# 

## sooofitka

Witajcie forumowicze!
Czytam Was już jakiś czas. Z Wami remontowałam mieszkanie. A teraz mam ochotę z Wami (tzn. z pomocą Waszej wiedzy  :wink:  wybudować małą, parterową domo-stodołę :smile:  
Także WITAJCIE! i proszę, nie krzyczcie na mnie jeśli zadam jakieś niezbyt rozgarnięte pytanie. Jestem zdana tylko na ekipy (system zlecony). Od A do Z...

----------


## mari180790

Witaj :big grin: 

Będę zaglądać i kibicować :smile: 
Pokaż projekt?
 :smile:

----------


## sooofitka

Witaj *mari180790*!
Adaptuję m65 Ukryte pragnienie. 
http://projekty.muratordom.pl/search...m?v=1&t=&q=m65
Chyba jednak na forum muratora nie ma osoby która buduje ten domek :sad:

----------


## mari180790

To jesteś pierwsza :smile: 

Kiedy zamierzacie zacząć fundamenty?
Czekam na zdjęcia
Pozdrawiam :smile:

----------


## fiesta4711

> Witaj *mari180790*!
> Adaptuję m65 Ukryte pragnienie. 
> http://projekty.muratordom.pl/search...m?v=1&t=&q=m65
> Chyba jednak na forum muratora nie ma osoby która buduje ten domek


Ja będę budował, ale od roku załatwiam pozwolenie. W tzw międzyczasie zmieniłem ogrzewanie z peletów na elektryczne i pozmieniałem projekt.

----------

■ **Zadanie do wykonania**: Przepisz, proszę, fragment wątku, który zaczyna się od słów zawierających „## fiesta4711”, a kończy na „i pozmieniałem projekt.”. Zamień w nim „pozwolenie” na „zgodę”. Wiersze, które następują dalej, to odrębny materiał, niezwiązany z wątkiem.

■ **Materiał**:
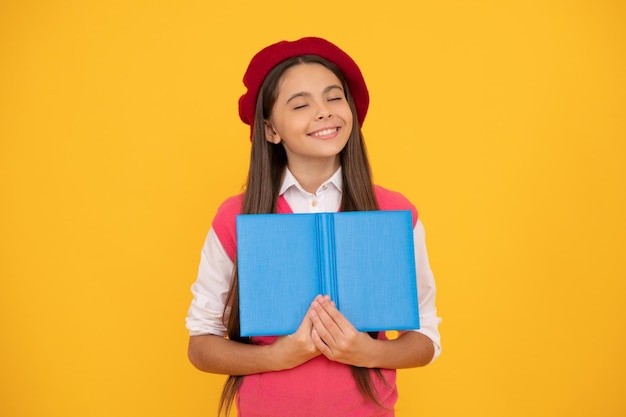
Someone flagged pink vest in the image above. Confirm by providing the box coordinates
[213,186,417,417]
==
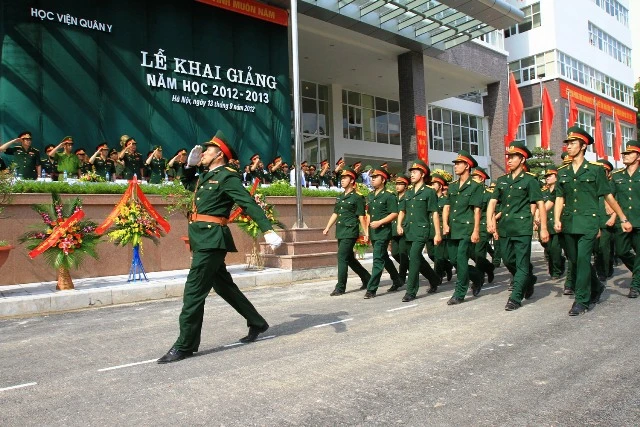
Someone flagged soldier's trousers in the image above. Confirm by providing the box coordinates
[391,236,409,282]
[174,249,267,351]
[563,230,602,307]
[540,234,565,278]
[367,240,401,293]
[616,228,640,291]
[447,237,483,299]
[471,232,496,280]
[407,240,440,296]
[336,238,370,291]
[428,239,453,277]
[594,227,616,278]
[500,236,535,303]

■ **Wynik ćwiczenia**:
## fiesta4711

> Witaj *mari180790*!
> Adaptuję m65 Ukryte pragnienie. 
> http://projekty.muratordom.pl/search...m?v=1&t=&q=m65
> Chyba jednak na forum muratora nie ma osoby która buduje ten domek


Ja będę budował, ale od roku załatwiam zgodę. W tzw międzyczasie zmieniłem ogrzewanie z peletów na elektryczne i pozmieniałem projekt.